** Start of Material shown **

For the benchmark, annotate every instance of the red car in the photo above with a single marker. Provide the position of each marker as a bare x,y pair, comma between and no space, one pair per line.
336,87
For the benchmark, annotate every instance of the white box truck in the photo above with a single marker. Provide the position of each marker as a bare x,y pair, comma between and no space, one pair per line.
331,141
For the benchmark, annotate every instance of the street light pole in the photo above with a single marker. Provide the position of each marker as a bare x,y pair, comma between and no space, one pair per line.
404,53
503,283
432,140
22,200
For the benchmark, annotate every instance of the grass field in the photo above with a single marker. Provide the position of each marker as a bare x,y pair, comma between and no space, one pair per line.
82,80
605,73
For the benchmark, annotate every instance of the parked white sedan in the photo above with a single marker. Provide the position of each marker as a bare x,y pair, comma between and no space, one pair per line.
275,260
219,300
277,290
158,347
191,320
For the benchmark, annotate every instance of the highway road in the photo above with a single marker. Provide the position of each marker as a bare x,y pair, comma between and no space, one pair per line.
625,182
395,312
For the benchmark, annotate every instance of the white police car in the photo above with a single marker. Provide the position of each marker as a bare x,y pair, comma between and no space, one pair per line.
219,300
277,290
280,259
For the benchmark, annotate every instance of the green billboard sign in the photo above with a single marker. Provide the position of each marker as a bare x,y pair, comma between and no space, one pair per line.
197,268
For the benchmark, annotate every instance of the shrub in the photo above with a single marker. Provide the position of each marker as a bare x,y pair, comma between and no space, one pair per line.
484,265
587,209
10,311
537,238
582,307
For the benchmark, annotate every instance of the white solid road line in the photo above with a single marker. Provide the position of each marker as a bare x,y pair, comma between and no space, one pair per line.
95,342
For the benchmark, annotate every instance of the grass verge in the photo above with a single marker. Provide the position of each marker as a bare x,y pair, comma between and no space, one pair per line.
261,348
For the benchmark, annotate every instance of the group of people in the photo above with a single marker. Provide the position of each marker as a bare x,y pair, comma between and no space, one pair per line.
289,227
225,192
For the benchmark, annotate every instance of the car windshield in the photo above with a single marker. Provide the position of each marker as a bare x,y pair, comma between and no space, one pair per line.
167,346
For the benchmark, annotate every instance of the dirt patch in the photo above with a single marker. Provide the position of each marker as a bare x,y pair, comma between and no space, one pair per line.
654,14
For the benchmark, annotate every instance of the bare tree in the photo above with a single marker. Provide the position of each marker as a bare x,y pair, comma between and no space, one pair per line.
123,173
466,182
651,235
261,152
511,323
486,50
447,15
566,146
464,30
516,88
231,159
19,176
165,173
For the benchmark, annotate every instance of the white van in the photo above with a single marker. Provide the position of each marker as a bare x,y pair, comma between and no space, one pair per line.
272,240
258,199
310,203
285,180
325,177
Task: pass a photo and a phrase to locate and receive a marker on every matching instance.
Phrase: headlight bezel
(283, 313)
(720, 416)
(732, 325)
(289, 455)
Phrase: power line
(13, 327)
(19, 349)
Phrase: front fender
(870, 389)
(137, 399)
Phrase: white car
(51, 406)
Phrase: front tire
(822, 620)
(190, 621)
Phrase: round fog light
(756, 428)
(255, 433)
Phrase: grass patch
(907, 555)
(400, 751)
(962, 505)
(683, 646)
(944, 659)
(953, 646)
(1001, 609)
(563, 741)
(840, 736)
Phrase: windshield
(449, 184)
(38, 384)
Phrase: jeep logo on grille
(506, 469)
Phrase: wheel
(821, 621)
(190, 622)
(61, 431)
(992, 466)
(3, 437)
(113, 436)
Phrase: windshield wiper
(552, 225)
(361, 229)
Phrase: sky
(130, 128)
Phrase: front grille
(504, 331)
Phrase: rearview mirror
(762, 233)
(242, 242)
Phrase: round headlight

** End of Material shown **

→ To be done
Repeat the data precisely, line by line.

→ Result for this exercise
For the benchmark, annotate every instance of the red car in the photo above with a single marker. Provide the position of each marker as a bare x,y pair, comma between and no space, one pair per line.
336,87
For the benchmark, annotate every instance of the white box truck in the photo above with a single marker. Provide the position of each marker as a bare x,y pair, comma between and no space, one pair per line.
331,141
For the benchmark, annotate every instance of the street light pole in the photo above with a single marker. Provide the position of each marker as a bare x,y pair, comma between and no space, one pair per line.
404,53
503,283
432,140
22,200
For the benchmark, annotate every instance of the grass field in the photo above with a single marker. Provide the position of each marker as a bare x,y pair, comma between and no space, one pair per line.
82,80
605,73
For the benchmark, annotate every instance of the parked white sedan in the photo above with a single marker. Provide the position of each marker as a bare x,y pair, comma between and no space, one pair per line.
275,260
219,300
277,290
158,347
191,320
For the benchmark, annotate every instance of the highway road in the photo above with a single marker. Provide the position of each marker as a bare x,y pair, comma between and no space, one pair per line.
625,182
395,312
For the benchmark, annotate every instance of the white police car in the photo above with a single marker. Provide the position of each marker as a bare x,y pair, comma between and no space, one pair per line.
219,300
277,290
280,259
For the benchmark, annotate every instance of the green billboard sign in the photo above with a single marker. Provide the position of each marker as a bare x,y pair, comma between and no space, one pair per line.
197,268
For the benchmark, annotate every instance of the shrub in the photo above with a single marker. Provide the position of each marker as a bare x,y pair, comma between and no space, one pair per line.
484,265
587,209
10,311
537,238
582,307
For the benchmark, annotate every instance of the white solid road line in the photo above with a single marker. Provide the position of each marker as a bare x,y pair, comma between and no space, one pair per line.
95,342
For the benchmark, annotate every instance of the grass verge in the photo above with a single marker. Provide the position of each marker as a bare x,y pair, comma between and no space, one pair per line.
261,348
For the benchmark, annotate every instance of the group of people in the photo above with a single marker. Provide the position of each marker as a bare x,y pair, comma between and no space, one pair per line.
289,227
225,192
For the benchmark, annotate every instance of the car windshield in the photo above with a single marker. Provide the position of each marker as a bare x,y pair, comma between and no space, one pair per line.
167,346
For the benchmark, annotate every instance of the dirt patch in the photo above with a single marker. Provide the position of each marker as a bare x,y pair, comma between and no space, one pair per line.
654,14
For the benchmark, annotate every instance of the bare tree in the photo above with a single marker. Provide the position of each marker as a bare x,y pair, comma between and no space, one pair per line.
123,173
466,182
651,235
261,152
511,323
486,50
447,15
566,146
464,30
516,88
231,159
19,176
165,173
For the benchmark, annotate every instance of the white van in the photo above with a single marker. Provide the position of each marker as a bare x,y pair, comma between and no space, one pair per line.
272,240
258,199
310,203
285,180
325,177
Task: pass a photo and a phrase to locate and receive a marker on every matching instance.
Phrase: headlight bezel
(283, 313)
(720, 416)
(732, 325)
(289, 455)
Phrase: power line
(13, 327)
(19, 349)
Phrase: front fender
(870, 389)
(137, 399)
Phrase: white car
(51, 406)
Phrase: front tire
(822, 620)
(190, 621)
Phrase: round fog light
(756, 428)
(255, 433)
Phrase: grass patch
(907, 555)
(400, 751)
(962, 505)
(683, 646)
(944, 659)
(953, 646)
(1001, 609)
(563, 741)
(840, 736)
Phrase: windshield
(449, 184)
(38, 384)
Phrase: jeep logo on grille
(506, 469)
Phrase: wheel
(821, 621)
(190, 622)
(61, 431)
(992, 466)
(3, 437)
(113, 436)
Phrase: windshield wiper
(552, 225)
(361, 229)
Phrase: sky
(130, 128)
Phrase: front grille
(504, 331)
Phrase: rearview mirror
(762, 233)
(242, 242)
Phrase: round headlight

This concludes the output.